Saved data entries:
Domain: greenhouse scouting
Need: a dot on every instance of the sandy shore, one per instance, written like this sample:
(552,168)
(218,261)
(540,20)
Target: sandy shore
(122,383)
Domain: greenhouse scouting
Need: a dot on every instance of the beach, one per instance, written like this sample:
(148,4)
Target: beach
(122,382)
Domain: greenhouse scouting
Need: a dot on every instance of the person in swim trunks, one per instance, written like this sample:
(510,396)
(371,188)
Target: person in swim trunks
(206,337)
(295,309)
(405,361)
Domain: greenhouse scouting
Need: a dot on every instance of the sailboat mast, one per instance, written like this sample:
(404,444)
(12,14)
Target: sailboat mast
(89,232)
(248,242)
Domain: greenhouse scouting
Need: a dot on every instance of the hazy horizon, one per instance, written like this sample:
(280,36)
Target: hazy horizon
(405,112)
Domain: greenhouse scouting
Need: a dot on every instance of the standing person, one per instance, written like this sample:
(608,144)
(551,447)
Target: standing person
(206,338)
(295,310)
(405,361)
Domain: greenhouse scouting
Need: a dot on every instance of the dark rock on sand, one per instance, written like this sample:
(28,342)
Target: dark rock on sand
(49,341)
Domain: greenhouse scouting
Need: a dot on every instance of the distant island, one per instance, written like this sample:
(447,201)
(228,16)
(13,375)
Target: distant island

**Description of the task**
Reproduce all of the rows above, replacing each occurrence of "greenhouse scouting" with "coastal survey" and leaving every other part unchanged.

**Reply**
Domain: coastal survey
Need: a dot on every instance of the sandy shore, one per instance, written like this sample:
(552,168)
(218,261)
(540,20)
Target: sandy shore
(122,383)
Domain: coastal survey
Need: a dot on every instance of the beach, one per instance, written like this sample:
(148,4)
Target: beach
(122,382)
Domain: coastal survey
Need: a dot on every instance of the person in swim trunks, one per instance, written like this sample:
(510,396)
(371,188)
Target: person in swim trunks
(206,337)
(295,309)
(405,361)
Domain: coastal survey
Need: a dot on every instance of the sailboat mast, one per instance, written like this sample:
(404,444)
(12,14)
Target: sailboat mast
(89,232)
(248,242)
Domain: coastal survey
Need: a dot on every instance of the hazy horizon, one per instance, written like this sample:
(280,36)
Target: hazy horizon
(405,112)
Domain: coastal survey
Need: a dot on every instance of the standing person, one per instance, written like this sample:
(608,144)
(551,447)
Target: standing person
(206,338)
(295,310)
(405,361)
Domain: coastal survey
Need: a dot on every instance of the dark rock on sand, one per instance, written like this sample:
(28,342)
Target: dark rock on sand
(49,341)
Domain: coastal survey
Need: a dot on every instance of the distant island, one per instance, written like this sample:
(447,201)
(228,16)
(13,375)
Target: distant island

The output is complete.